__Text section__.
——————
From: IBM Mainframe Discussion List  on behalf of 
scott Ford 
Sent: Monday, February 19, 2018 9:08 AM
To: IBM-MAIN@listserv.ua.edu
Subject: Re: Cobol EBCDIC to ASCII

Phil/Gil:

Correct, sorry been a week, CP285 is a UK EBCDIC codepage.
But my question still stands ...

1. PC/Linux -> sends ascii encrypted data to IBM z/OS , like I mentioned a
STC in Cobol
2. The STC decrypts and then converts to EBCDIC...

My issue is CAN i query a codepage or CCSID on z/OS to find  out what the
customer is using without a parameter of some sort.

Regards,

On Sun, Feb 18, 2018 at 8:34 PM, Mike Schwab 
wrote:

> Knowing what country the data is coming from would greatly reduce the
> possibilities to one or a handful of code pages.
——————
__Supplied material__.

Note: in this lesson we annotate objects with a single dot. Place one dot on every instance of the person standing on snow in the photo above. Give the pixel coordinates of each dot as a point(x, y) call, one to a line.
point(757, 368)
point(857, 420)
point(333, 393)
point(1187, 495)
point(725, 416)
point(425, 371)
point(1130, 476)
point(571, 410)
——————
__Job 1__. Please rewrite the records, swapping "dot" for "marker" and keeping everything else the same.
__Job 2__. Write what comes next in the mailing-list message about converting EBCDIC to ASCII, picking up after its final line.

__Right answer 1__.
Note: in this lesson we annotate objects with a single marker. Place one marker on every instance of the person standing on snow in the photo above. Give the pixel coordinates of each marker as a point(x, y) call, one to a line.
point(757, 368)
point(857, 420)
point(333, 393)
point(1187, 495)
point(725, 416)
point(425, 371)
point(1130, 476)
point(571, 410)

__Right answer 2__.
>
> On Sun, Feb 18, 2018 at 3:40 PM, Phil Smith III  wrote:
> > scott Ford wrote, in part:
> >
> >>The ASCII is CP 285 UK ..but we have to support all .I am making sure I
> >
> >
> >
> > That's not ASCII. This is the point others have been making: you can't
> > really say "ASCII" unless you mean x'00' through x'127' *and nothing
> else*:
> > all you can say is "It's not EBCDIC". Once you start talking other "code
> > pages", you either need to know which it is, or you have to make an
> > assumption. Period.
> >
> >
> >
> > And from my reading, code page 285 is an EBCDIC code page.
> >
> >
> >
> > Sorry to sound like a hardass about this, but I'm not sure your question
> has
> > a meaningful answer, based on what you've said so far.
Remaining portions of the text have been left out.